* _What is required_
Return each line below that contains the string "partially".

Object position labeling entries
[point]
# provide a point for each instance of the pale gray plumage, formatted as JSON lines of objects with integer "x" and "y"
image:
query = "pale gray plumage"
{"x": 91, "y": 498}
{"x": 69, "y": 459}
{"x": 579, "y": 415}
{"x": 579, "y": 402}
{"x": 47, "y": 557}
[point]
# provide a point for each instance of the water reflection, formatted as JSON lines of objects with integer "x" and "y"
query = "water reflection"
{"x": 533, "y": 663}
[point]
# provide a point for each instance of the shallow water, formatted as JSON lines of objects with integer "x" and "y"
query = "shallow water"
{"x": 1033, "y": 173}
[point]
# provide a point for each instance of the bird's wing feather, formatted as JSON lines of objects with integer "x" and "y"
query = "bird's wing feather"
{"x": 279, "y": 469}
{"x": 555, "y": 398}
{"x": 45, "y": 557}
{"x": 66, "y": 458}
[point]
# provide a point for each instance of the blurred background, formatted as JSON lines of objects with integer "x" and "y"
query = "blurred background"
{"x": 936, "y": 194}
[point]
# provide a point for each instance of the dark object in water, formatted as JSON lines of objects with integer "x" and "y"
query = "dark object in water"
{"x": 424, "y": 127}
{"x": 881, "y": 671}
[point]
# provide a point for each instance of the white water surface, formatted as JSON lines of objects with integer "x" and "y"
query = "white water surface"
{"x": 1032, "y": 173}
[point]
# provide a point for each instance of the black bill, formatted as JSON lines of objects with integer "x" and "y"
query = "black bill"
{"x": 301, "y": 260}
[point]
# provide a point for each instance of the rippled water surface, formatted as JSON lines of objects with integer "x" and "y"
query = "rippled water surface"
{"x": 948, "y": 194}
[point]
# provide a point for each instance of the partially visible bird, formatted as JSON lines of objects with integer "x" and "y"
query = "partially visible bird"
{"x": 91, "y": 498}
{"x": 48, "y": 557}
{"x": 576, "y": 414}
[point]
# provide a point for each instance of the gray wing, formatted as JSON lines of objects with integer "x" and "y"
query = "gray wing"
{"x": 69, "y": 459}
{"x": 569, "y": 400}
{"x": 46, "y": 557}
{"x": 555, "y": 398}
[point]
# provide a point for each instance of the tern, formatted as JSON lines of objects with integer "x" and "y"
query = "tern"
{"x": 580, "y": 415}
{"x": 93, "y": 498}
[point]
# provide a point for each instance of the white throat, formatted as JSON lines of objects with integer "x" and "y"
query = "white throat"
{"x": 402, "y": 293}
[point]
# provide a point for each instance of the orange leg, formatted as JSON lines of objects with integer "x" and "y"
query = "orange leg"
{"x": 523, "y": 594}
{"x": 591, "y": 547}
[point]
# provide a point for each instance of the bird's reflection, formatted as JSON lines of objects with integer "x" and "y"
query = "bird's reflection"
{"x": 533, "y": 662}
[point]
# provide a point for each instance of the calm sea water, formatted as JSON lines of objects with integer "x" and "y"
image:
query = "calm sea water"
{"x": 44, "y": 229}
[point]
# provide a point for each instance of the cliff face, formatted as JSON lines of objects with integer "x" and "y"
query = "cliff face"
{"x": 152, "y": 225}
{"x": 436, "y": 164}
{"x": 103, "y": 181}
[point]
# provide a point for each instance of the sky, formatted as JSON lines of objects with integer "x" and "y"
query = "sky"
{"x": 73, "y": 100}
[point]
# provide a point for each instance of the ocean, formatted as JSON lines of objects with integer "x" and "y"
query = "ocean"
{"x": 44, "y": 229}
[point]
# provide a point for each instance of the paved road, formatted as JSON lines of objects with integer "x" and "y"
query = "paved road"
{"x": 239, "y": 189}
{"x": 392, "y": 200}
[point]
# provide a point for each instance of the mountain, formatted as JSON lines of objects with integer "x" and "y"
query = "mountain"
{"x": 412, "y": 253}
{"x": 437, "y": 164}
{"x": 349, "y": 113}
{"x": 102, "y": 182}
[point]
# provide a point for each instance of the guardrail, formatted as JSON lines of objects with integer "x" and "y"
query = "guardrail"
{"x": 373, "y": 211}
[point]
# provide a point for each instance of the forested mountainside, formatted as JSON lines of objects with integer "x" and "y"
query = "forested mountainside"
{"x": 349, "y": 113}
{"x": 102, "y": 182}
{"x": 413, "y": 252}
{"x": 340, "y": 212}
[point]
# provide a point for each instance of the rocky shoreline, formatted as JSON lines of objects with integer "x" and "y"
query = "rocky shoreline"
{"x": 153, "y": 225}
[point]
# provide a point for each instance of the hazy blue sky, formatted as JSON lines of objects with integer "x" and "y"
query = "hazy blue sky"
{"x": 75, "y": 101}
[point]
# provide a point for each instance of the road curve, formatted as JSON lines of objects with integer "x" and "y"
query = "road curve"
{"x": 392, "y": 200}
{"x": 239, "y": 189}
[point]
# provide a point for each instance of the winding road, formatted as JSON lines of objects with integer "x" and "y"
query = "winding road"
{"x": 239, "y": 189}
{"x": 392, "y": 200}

* _The result_
# provide a point for each instance of the partially visible bird, formatted as JSON lines of objects with integer "x" and "y"
query = "partially visible bird"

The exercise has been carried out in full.